**Source text:**

— begin —

The Feynman Prize in Nanotechnology is an award given by the Foresight Institute for significant advances in nanotechnology.  Two prizes are awarded annually, in the categories of experimental and theoretical work. There is also a separate challenge award for making a nanoscale robotic arm and 8-bit adder.

Overview 
The Feynman Prize consists of annual prizes in experimental and theory categories, as well as a one-time challenge award.  They are awarded by the Foresight Institute, a nanotechnology advocacy organization.  The prizes are named in honor of physicist Richard Feynman, whose 1959 talk There's Plenty of Room at the Bottom is considered by nanotechnology advocates to have inspired and informed the start of the field of nanotechnology.

The annual Feynman Prize in Nanotechnology is awarded for pioneering work in nanotechnology, towards the goal of constructing atomically precise products through molecular machine systems.  Input on prize candidates comes from both Foresight Institute personnel, and outside academic and commercial organizations.  The awardees are selected mainly by an annually changing body of former winners and other academics.  The prize is considered prestigious, and authors of one study considered it to be reasonably representative of notable research in the parts of nanotechnology under its scope.

— end —

**Collected data:**
— begin —

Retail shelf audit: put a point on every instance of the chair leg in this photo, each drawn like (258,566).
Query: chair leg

— end —

**Work instructions:**
• A. According to the Feynman Prize passage, what is the name of Richard Feynman's 1959 talk?
• B. Copy the part of the Feynman Prize passage that opens with the words containing "The Feynman Prize in" and closes with "field of nanotechnology.".

**The results:**
• A. There's Plenty of Room at the Bottom

• B.
The Feynman Prize in Nanotechnology is an award given by the Foresight Institute for significant advances in nanotechnology.  Two prizes are awarded annually, in the categories of experimental and theoretical work. There is also a separate challenge award for making a nanoscale robotic arm and 8-bit adder.

Overview 
The Feynman Prize consists of annual prizes in experimental and theory categories, as well as a one-time challenge award.  They are awarded by the Foresight Institute, a nanotechnology advocacy organization.  The prizes are named in honor of physicist Richard Feynman, whose 1959 talk There's Plenty of Room at the Bottom is considered by nanotechnology advocates to have inspired and informed the start of the field of nanotechnology.